**Text**.
________
On the other hand, if you were importing data and each line specified which table and column it had to go into you'd probably have to write a new SQL statement each time.


What was the time constraint due to, out of curiosity?

What did you do for a solution?


It was a neutron detector that stored the the position, energy, and time stamp into the database. The design spec was 10,000 neutrons per second, so that was the origin of the time limit.

Of course, half those neutrons arrived within a 20ms window, so we had a buffer to handle the load. However, however, if the average remained above the limit, the buffer would fill up. There was a brief discussion of just ignoring events when the buffer was full, but that could introduce systematic errors in the data that would be impossible to detect, so it was better for the database to just crash.

The solution was to tighten the slits on the neutron beam to lower the count rate to the point that we never filled the buffer. Granted, we were testing a high flux technique that, so that was a bit of a disappointment. Everything else in the instrument could handle an order of magnitude more neutrons, except this database.

By the way, to be fair to the database designers, they were working with Clinton era tech and were probably told that the flux rate would never be a SUSTAINED 10,000 events per second.


SQLite was released in the year 2000; it is 22 years old.

Because of its age, it does carry deprecated API components that are maintained solely for backward compatibility.

Notice how many _v2 and _v3 variants are present, denoting reworked aspects of the API:

https://sqlite.org/c3ref/funclist.html

A product of this age was designed (and redesigned) for specific needs. Unfortunately, your use case is not among them.


Is that a fact or an intuition?


Not the OP, but I can give two gains. First off, by passing an AST, instead of just an SQL string, we cut out a huge number of possibly SQL injection attacks. Second, in most of the projects where I've used of SQL, there's been some kind of database object that builds the actual query, which it then converts to a string. The database then takes that string and parses it into an AST. There's some performance gains to be made by skipping the middle man and just creating the AST directly.

Many years ago, I was on a project that needed to add rows to a database with a hard 10µs limit. Each rows was just four integers, so the writing part was trivial. However, allocating the string, formatting the integers to strings, then parsing the resulting string often put us over the time limit. Every time the time limit was breached, we lost about five grand. Why we were using an SQL database for this at all is a story for a different time.


You should be using prepared statements and variable bindings. You should never have to parse any statement more than once (many dynamic language interfaces even cache statements for you, and many SQLite libraries also offer an interface for this out of the box). You should also never be formatting integers into strings, but simply binding them to the prepared statement. I really hope you weren't interpolating them and formatting each statement with the literal values in the string. That would be horridly inefficient, and a bad misuse of any modern SQL database. I also hope you were properly using transactions to speed up your batches.

See: https://www.sqlite.org/c3ref/stmt.html


Having application build a string and pass it to a library which parses the string into an AST cannot be as efficient as just building the AST, right?


It's a lot more efficient for the human who is used to reading SQL to read the SQL (or even SQL-producing code) than AST


Type safety at compile time to begin with.


I’ve been trying to do exactly this. It must be possible.
________
**Given information**.
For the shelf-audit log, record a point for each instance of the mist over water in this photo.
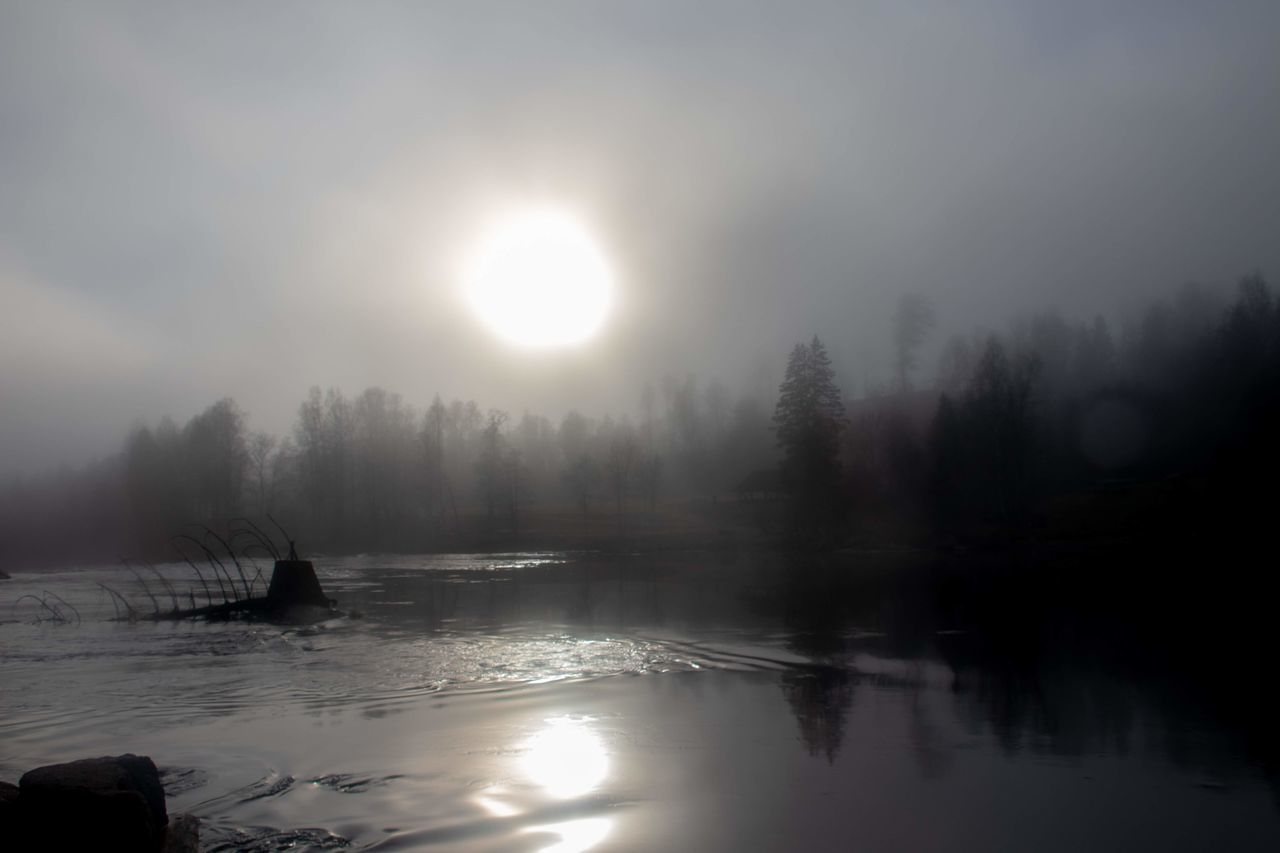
(713, 427)
(526, 701)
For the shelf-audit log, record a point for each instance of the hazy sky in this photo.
(246, 199)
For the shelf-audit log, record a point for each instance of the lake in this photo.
(671, 702)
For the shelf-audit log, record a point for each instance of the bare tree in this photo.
(913, 322)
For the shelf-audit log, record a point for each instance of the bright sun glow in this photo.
(539, 279)
(566, 758)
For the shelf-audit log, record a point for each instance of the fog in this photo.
(242, 201)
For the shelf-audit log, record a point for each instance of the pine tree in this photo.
(809, 418)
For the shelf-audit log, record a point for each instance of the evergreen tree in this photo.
(808, 420)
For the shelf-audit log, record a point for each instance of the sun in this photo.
(538, 278)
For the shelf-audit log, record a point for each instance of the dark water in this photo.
(552, 702)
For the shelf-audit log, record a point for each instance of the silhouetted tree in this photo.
(808, 422)
(913, 320)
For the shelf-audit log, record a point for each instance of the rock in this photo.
(112, 803)
(8, 807)
(183, 835)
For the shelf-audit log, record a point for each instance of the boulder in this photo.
(8, 808)
(110, 803)
(183, 835)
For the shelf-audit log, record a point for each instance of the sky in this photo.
(242, 199)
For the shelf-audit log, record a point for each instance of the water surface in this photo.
(572, 702)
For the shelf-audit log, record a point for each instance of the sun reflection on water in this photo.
(575, 836)
(566, 758)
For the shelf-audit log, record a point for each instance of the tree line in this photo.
(1009, 423)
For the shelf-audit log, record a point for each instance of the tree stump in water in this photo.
(295, 584)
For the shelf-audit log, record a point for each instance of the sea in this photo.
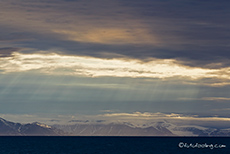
(113, 145)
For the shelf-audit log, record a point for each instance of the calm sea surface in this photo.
(113, 145)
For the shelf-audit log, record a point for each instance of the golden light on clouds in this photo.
(109, 35)
(96, 67)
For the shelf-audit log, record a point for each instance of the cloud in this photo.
(95, 67)
(216, 98)
(7, 52)
(194, 33)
________
**What this exercise asks**.
- a) Update the passage of the SQL discussion thread from "The solution was" to "for backward compatibility.", changing "neutron beam" to "particle beam".
- b) Answer these questions using the SQL discussion thread:
(i) What was the design spec for the neutron detector, in neutrons per second?
(ii) In what year was SQLite released?
(iii) What hard time limit did the project for adding rows to a database have?

**Expected results**.
- a)
The solution was to tighten the slits on the particle beam to lower the count rate to the point that we never filled the buffer. Granted, we were testing a high flux technique that, so that was a bit of a disappointment. Everything else in the instrument could handle an order of magnitude more neutrons, except this database.

By the way, to be fair to the database designers, they were working with Clinton era tech and were probably told that the flux rate would never be a SUSTAINED 10,000 events per second.


SQLite was released in the year 2000; it is 22 years old.

Because of its age, it does carry deprecated API components that are maintained solely for backward compatibility.

- b)
(i) 10,000 neutrons per second
(ii) 2000
(iii) 10µs